Exercise materials:
• • • • •

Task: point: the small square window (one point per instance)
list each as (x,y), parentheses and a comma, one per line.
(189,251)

• • • • •

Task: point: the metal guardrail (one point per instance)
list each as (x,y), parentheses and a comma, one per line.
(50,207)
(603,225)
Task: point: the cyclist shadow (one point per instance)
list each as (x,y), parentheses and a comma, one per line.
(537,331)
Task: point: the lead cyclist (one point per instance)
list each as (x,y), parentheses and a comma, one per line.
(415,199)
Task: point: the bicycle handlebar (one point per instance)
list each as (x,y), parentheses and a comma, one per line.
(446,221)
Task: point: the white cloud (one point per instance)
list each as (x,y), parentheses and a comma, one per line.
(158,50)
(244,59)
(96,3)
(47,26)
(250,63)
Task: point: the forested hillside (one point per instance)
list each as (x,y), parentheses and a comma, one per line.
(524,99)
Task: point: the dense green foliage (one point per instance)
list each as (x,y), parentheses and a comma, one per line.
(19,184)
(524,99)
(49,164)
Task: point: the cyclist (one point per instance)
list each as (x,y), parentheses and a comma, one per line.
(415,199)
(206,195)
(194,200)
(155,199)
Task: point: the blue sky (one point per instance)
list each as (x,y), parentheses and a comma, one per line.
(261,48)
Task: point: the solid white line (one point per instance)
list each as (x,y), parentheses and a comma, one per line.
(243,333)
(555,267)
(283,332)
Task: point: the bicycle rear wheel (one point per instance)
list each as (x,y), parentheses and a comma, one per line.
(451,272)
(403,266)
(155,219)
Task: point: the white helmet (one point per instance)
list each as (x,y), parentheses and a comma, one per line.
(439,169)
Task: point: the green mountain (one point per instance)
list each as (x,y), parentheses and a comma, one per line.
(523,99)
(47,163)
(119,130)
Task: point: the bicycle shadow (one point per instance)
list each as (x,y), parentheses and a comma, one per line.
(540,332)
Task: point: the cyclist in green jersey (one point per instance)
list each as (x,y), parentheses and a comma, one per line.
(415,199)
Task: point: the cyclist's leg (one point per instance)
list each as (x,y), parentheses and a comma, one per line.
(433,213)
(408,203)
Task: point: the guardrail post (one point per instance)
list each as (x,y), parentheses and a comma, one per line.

• • • • •

What the task asks:
Extract every line of the rows above that contains the word "bicycle".

Worked answer:
Task: point: the bicycle handlebar (one point per instance)
Task: point: the bicycle rear wheel (one point per instance)
Task: point: the bicycle shadow (one point per instance)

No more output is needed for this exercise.